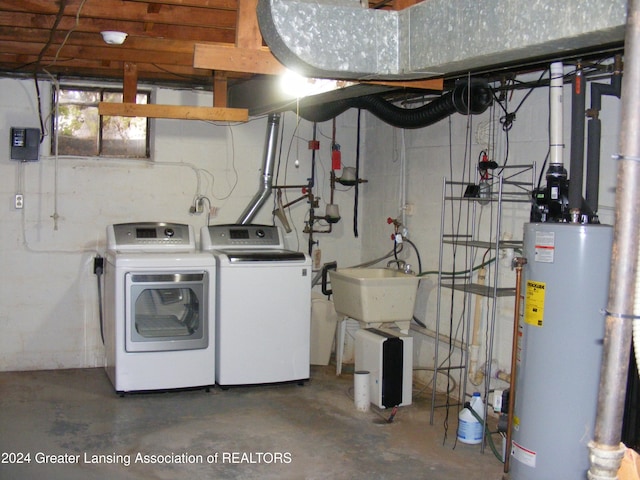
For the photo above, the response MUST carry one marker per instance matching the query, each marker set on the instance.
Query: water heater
(565, 288)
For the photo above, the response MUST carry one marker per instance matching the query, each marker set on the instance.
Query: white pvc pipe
(556, 144)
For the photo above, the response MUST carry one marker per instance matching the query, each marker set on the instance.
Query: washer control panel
(216, 237)
(150, 236)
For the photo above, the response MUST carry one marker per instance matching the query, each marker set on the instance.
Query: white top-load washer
(159, 298)
(263, 313)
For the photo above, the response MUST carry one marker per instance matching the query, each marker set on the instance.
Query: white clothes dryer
(159, 296)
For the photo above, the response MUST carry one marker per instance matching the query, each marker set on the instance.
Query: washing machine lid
(246, 237)
(243, 256)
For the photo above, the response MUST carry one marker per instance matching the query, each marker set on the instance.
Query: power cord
(98, 270)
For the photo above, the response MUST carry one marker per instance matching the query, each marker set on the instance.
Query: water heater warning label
(545, 247)
(534, 303)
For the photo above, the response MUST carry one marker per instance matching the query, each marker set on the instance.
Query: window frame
(102, 91)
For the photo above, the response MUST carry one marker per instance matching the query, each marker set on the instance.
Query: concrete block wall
(48, 296)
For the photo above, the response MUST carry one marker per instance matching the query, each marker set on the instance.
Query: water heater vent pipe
(271, 141)
(556, 144)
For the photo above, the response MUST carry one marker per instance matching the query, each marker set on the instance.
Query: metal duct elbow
(271, 141)
(466, 98)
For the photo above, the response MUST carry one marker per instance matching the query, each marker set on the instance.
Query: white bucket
(470, 430)
(361, 393)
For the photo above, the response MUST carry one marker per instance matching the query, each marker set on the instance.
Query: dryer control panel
(150, 236)
(220, 237)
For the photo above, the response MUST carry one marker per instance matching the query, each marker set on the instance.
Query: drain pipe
(271, 142)
(576, 156)
(606, 450)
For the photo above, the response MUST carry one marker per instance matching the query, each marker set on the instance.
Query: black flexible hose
(466, 98)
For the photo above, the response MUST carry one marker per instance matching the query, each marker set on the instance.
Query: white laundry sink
(374, 295)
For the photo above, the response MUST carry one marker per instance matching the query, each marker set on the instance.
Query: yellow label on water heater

============

* _Problem requirements_: Each entry above should be reproduced exactly, with the pictures removed.

* _Reply to the task_:
For the photo above, the response MUST carry one marker per instance matching the query, each marker set on the instance.
Query: water heater
(565, 288)
For the photo above, the response MUST carry one marker per instance matching the query, each marker set on the instance.
Query: white pvc pipe
(556, 144)
For the photo above, the response MUST carry one marker per instance matching the query, each marker set on the instance.
Query: washer control panel
(216, 237)
(150, 236)
For the photo above, the response MUST carry one marker per instance matching the query, each marker set on the instance.
Query: white top-load washer
(159, 298)
(263, 313)
For the photo above, the response MUST carry one marker per instance matching the query, each marker set on the instance.
Query: white clothes dryer
(159, 296)
For the photo above, the response MUST carry one marker per instance matching the query, each marker set on the instance.
Query: washing machine lid
(246, 237)
(243, 256)
For the photo above, the response MUST carry one marker per instance matching the query, each marker set on the instance.
Query: power cord
(98, 270)
For the photo above, the response MUST carry one marker per instance matching the query, each marker set on the instance.
Query: water heater warning label
(545, 247)
(534, 303)
For the photo above, the response MUST carry one marker per instance matching the query, each marker set on the instance.
Query: window frame
(102, 91)
For the photo above, the response MUST carry one marker per instance matching the query, each marker set on the instance.
Query: concrete block wall
(48, 296)
For the photo above, the response MUST carry one marker per instance matching the query, each marker set on the instance.
Query: water heater vent pipe
(271, 141)
(556, 144)
For the photo above, the response MUST carry one marker per instance matching the query, each marker set on the instance.
Query: metal duct elbow
(271, 141)
(466, 98)
For the photo above, the response MUST carry one marker per instance matching the query, each marker set on the instance.
Query: white bucket
(470, 430)
(361, 393)
For the photo above, the response MUST carry one marker per instance matching the query, each marker set on the instance.
Query: dryer control panel
(150, 236)
(220, 237)
For the photo above, the response MUST carry one marker per instance matching the query, each marker set on the instance.
Query: drain pipe
(271, 142)
(576, 156)
(606, 450)
For the photo above, the response MUST carry one marker per instance matching the query, each marker set on the instance.
Query: black flexible hose
(466, 98)
For the photo above, the response MUST carry one marker per instance matching the query, each marker set on the instance.
Query: white laundry sink
(374, 295)
For the photo above, the response MUST carry one marker per instance matching the query, each marker set on the instance.
Query: yellow label on water heater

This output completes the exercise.